(Beginning of Entries shown)
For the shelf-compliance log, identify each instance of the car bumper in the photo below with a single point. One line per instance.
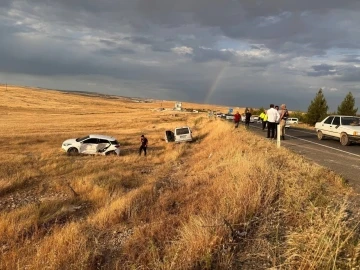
(354, 138)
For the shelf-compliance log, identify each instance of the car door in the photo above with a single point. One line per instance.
(89, 146)
(334, 131)
(325, 126)
(102, 146)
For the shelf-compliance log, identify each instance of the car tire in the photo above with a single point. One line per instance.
(73, 151)
(344, 139)
(320, 135)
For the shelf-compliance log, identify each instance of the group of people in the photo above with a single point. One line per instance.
(237, 118)
(271, 118)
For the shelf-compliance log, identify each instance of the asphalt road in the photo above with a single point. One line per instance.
(344, 160)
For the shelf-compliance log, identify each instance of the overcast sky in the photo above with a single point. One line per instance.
(230, 52)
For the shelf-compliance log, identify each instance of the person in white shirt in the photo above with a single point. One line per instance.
(273, 118)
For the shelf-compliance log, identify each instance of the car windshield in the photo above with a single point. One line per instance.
(182, 131)
(350, 121)
(81, 139)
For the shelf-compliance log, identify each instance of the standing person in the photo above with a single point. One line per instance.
(143, 145)
(273, 117)
(247, 117)
(264, 121)
(284, 114)
(237, 118)
(277, 123)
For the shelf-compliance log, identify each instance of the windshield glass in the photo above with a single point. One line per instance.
(350, 121)
(182, 131)
(81, 139)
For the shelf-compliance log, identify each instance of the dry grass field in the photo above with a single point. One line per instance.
(229, 200)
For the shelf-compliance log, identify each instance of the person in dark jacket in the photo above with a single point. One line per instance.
(237, 119)
(143, 146)
(247, 117)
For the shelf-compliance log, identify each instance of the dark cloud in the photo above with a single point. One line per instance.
(322, 70)
(351, 59)
(115, 51)
(268, 47)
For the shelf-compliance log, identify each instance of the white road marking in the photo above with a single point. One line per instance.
(307, 132)
(342, 151)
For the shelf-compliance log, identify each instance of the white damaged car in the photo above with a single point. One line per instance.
(341, 127)
(92, 145)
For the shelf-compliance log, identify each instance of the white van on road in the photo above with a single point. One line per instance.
(291, 121)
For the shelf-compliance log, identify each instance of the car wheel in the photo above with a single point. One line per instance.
(320, 135)
(73, 151)
(344, 139)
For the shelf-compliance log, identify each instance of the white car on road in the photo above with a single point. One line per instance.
(92, 144)
(291, 121)
(344, 128)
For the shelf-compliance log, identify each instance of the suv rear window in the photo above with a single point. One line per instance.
(182, 131)
(350, 121)
(336, 121)
(81, 139)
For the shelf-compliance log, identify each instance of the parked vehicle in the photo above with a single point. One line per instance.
(291, 121)
(180, 134)
(92, 144)
(341, 127)
(229, 117)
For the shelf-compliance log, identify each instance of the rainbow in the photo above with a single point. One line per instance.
(215, 83)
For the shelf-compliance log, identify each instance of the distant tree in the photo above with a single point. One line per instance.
(318, 108)
(347, 106)
(257, 112)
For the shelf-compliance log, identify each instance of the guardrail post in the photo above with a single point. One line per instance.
(278, 144)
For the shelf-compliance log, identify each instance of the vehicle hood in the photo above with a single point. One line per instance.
(70, 141)
(352, 128)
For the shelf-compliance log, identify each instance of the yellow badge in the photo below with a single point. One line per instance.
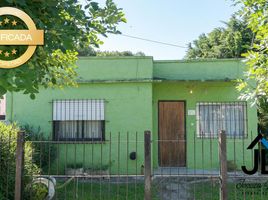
(31, 37)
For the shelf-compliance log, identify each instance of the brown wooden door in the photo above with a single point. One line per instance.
(172, 134)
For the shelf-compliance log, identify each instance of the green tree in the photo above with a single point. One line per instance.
(89, 51)
(68, 26)
(255, 85)
(224, 42)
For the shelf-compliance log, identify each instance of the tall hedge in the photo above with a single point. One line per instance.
(8, 143)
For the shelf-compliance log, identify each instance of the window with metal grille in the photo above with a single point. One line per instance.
(229, 116)
(3, 108)
(78, 120)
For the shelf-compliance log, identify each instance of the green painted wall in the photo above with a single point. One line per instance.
(132, 95)
(203, 91)
(229, 69)
(128, 110)
(114, 68)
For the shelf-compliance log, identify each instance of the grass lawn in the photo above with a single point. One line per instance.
(101, 191)
(209, 191)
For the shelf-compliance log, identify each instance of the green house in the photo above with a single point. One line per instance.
(183, 103)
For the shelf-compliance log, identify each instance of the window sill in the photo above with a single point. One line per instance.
(77, 141)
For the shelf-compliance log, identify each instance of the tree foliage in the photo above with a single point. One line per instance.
(67, 27)
(89, 51)
(255, 85)
(224, 42)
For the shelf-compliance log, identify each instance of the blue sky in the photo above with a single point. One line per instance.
(170, 21)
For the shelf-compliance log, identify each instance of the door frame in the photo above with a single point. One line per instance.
(185, 131)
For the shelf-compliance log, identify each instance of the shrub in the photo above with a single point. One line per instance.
(8, 143)
(44, 153)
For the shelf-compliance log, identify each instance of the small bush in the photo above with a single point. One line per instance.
(8, 143)
(44, 153)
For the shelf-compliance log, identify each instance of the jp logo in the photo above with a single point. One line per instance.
(258, 156)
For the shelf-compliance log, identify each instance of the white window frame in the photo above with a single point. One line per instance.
(215, 135)
(78, 111)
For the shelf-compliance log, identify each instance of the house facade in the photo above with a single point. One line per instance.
(183, 103)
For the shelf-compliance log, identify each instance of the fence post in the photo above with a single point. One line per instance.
(223, 165)
(19, 165)
(147, 165)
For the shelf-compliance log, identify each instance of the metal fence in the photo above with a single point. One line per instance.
(129, 166)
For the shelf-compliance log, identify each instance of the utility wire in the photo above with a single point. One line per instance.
(154, 41)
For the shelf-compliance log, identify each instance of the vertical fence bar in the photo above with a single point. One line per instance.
(19, 165)
(223, 165)
(147, 165)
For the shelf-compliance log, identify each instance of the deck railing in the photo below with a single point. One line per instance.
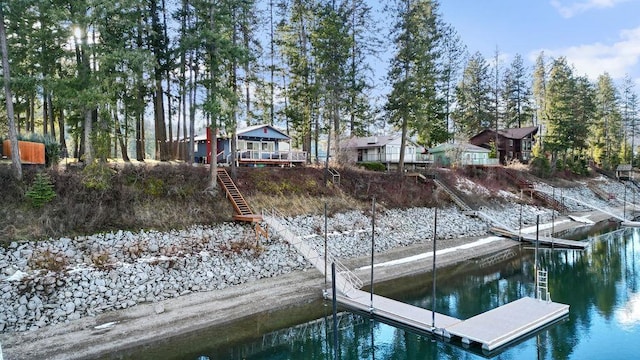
(275, 156)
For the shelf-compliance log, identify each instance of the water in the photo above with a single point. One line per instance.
(601, 284)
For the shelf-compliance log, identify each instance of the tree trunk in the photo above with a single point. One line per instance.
(88, 128)
(13, 135)
(62, 141)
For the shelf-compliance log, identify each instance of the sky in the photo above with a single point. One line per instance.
(596, 36)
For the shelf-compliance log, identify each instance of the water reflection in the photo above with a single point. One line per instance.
(600, 284)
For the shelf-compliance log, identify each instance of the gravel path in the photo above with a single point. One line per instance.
(59, 282)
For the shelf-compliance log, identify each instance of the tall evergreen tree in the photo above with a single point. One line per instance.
(13, 136)
(414, 104)
(474, 111)
(301, 89)
(559, 118)
(629, 117)
(454, 53)
(607, 125)
(539, 91)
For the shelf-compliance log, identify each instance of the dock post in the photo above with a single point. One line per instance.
(373, 247)
(535, 254)
(433, 301)
(335, 311)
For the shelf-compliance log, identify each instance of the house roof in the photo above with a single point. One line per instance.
(253, 131)
(466, 147)
(515, 133)
(518, 133)
(369, 141)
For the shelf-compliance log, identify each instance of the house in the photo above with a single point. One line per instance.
(624, 172)
(511, 144)
(383, 149)
(258, 145)
(461, 154)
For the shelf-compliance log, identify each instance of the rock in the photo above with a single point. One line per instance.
(70, 307)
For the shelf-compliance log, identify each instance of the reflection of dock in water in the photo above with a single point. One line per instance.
(542, 240)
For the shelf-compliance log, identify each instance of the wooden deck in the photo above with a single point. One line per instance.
(543, 240)
(492, 329)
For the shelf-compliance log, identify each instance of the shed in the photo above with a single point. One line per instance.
(623, 172)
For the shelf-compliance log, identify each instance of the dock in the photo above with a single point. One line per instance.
(542, 240)
(491, 330)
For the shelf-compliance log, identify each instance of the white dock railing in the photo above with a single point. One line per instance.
(346, 280)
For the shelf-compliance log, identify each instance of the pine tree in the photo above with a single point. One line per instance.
(607, 124)
(517, 95)
(415, 105)
(474, 112)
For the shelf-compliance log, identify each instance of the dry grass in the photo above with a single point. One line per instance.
(176, 196)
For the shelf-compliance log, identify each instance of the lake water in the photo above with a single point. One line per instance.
(601, 284)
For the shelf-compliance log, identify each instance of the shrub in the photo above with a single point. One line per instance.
(41, 191)
(97, 176)
(51, 147)
(48, 260)
(102, 260)
(540, 166)
(154, 187)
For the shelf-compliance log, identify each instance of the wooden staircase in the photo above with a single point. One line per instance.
(242, 210)
(454, 197)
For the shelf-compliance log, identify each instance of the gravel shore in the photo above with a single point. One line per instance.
(133, 288)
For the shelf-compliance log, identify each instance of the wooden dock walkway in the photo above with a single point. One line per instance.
(543, 240)
(492, 329)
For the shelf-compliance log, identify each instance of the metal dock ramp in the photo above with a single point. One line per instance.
(508, 322)
(491, 329)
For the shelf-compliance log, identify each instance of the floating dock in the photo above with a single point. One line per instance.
(492, 329)
(543, 240)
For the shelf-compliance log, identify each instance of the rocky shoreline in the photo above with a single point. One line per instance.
(59, 281)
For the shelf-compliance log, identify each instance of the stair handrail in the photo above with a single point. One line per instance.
(314, 255)
(236, 206)
(456, 199)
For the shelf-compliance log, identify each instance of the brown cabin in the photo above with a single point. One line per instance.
(512, 144)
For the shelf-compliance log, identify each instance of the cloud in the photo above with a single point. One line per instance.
(572, 8)
(616, 59)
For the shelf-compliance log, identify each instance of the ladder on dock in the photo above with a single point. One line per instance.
(492, 329)
(242, 210)
(454, 197)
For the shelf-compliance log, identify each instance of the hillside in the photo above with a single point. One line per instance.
(170, 196)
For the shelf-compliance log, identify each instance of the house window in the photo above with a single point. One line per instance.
(267, 146)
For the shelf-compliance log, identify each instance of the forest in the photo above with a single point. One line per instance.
(136, 78)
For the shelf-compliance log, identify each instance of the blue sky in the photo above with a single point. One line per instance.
(595, 36)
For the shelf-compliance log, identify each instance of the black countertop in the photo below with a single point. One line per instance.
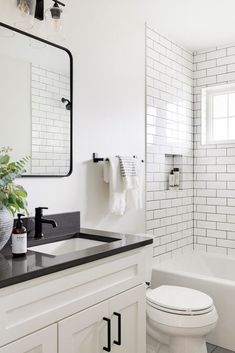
(End of Entries shown)
→ **Problem statement**:
Omit the pictures and write out exactly the lines from the one containing "the brown cabin" through the last line of the material.

→ **Exercise response**:
For the shelf-compliance log, identify each instance of the brown cabin in the photo above with a single point. One line per instance.
(512, 144)
For the shelf-compliance log, identify each instance of the cloud in the photo above with a single point. One line per instance.
(572, 8)
(616, 59)
For the shelf-compliance log, identify each instance of the ladder on dock in the photo above with a single point. One line per instance.
(492, 329)
(242, 210)
(454, 197)
For the shelf-compliance log, identify each instance of the hillside in the photo above with a single point. One line per instance.
(170, 196)
For the shelf-compliance log, identify each instance of the house window in the photo above with a single point. One line per instance.
(267, 146)
For the shelf-compliance log, identify each instance of the forest in the photo above with a single point. One line per instance.
(136, 78)
For the shelf-compliance log, identify each instance of the blue sky in the photo above with a single point. One line per instance.
(595, 36)
For the shelf-compliance log, identify each instance of the black countertop in the photo below with a single point. One line per instance.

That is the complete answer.